- **Exercise directions**: Rewrite all the rows below, requests included, scaling every x and y coordinate in the answers by 0.75 and rounding to whole numbers, with halves rounded up, while the numbers in the requests and their sample formats stay unchanged. Leave the pictures out.

- **Exercise inputs**:
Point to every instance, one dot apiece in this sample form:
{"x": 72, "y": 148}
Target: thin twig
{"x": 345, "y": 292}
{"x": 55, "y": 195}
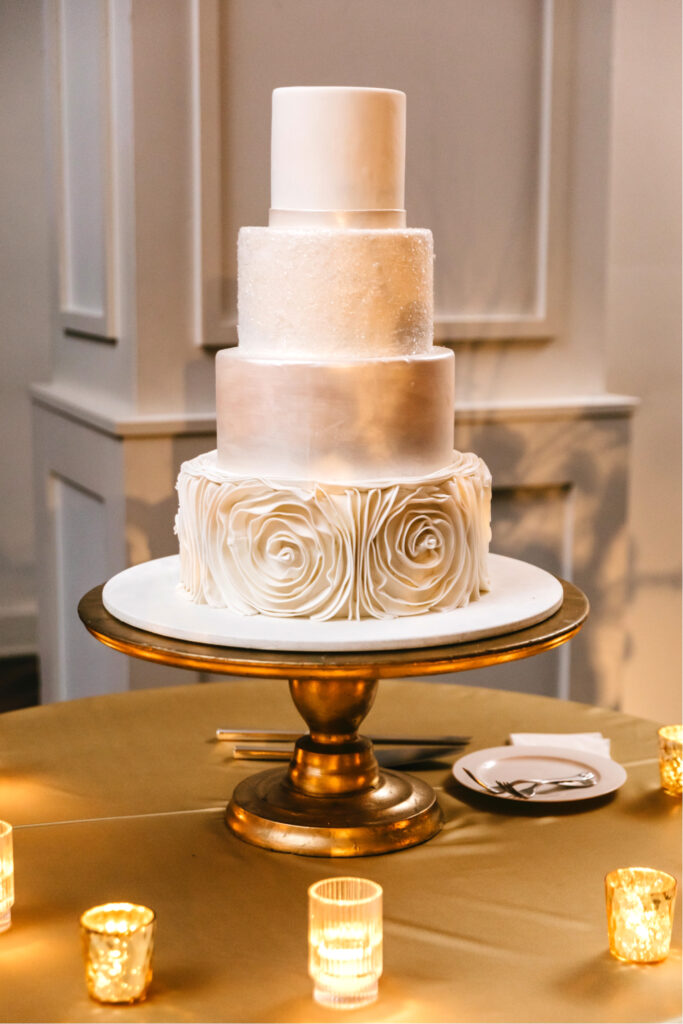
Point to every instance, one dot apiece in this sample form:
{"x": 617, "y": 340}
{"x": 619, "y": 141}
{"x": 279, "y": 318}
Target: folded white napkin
{"x": 593, "y": 741}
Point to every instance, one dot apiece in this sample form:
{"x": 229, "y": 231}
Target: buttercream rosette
{"x": 375, "y": 550}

- **Correct answer**:
Point to every instance, one dot apiece in this sample form:
{"x": 72, "y": 148}
Target: thin twig
{"x": 259, "y": 219}
{"x": 41, "y": 146}
Point to every instance, one dot apiece in this sample form:
{"x": 617, "y": 340}
{"x": 619, "y": 141}
{"x": 279, "y": 318}
Target: folded white napkin
{"x": 445, "y": 556}
Point to every instance, one dot apiece in this sample form:
{"x": 229, "y": 231}
Target: buttercream rosette
{"x": 281, "y": 413}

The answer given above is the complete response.